— start Document extract —
Not possible out of the box, as far as I know.
There are several pieces needed to understand to make this work.
You need a way to connect one serial port to another serial port. In this case, the "incoming" serial port should be connected to a physical serial port on the machine. Once again, not something supported out of the box, but this would just require a small program to be written. Not that difficult.
Important to know and understand is that you are not, in fact, providing any reverse LAT service. What you want is that an incoming LAT connection should not in fact start LOGINOUT, but instead allow you to communicate on a physical serial port on the VMS box.
So, on the VMS box, a program needs to be running, which are in control of the "serial" ports on which LAT will connect. And once a connection is noticed, it should just pass data back and forth between that port and the physical port you want to connect to.
One additional problem here is that you would really like to create two different LAT services on the VMS box for this to work, since I would assume you would still also be interested in logging in normally with LAT on the system.
As far as I know, this is not possible.
Reverse LAT, on the other hand, is a way on a VMS box (or any other system as well), to specify that a specific destination should be connected to when you open a specific port on the local machine. Thereby implicitly making an outgoing LAT connection from the VMS box.
This was/is typically used for such services as modems or serial port printers. Open TT47: on your system, and output to it. And the output will appear on a currently free printer, as an example.
— end Document extract —
— start Records provided —
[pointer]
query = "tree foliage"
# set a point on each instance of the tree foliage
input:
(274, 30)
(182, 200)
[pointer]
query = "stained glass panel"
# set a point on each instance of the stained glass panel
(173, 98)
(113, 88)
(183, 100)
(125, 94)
— end Records provided —
— start Records provided —
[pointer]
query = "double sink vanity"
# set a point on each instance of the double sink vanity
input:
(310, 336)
— end Records provided —
What you should do ->
Answer these questions from the LAT discussion.
(a) What should an incoming LAT connection not start?
(b) For what kinds of services was reverse LAT typically used?
(c) What would be required to connect one serial port to another?
These data have nothing to do with the LAT discussion.

Final result ->
(a) LOGINOUT.
(b) Modems or serial port printers.
(c) A small program would need to be written.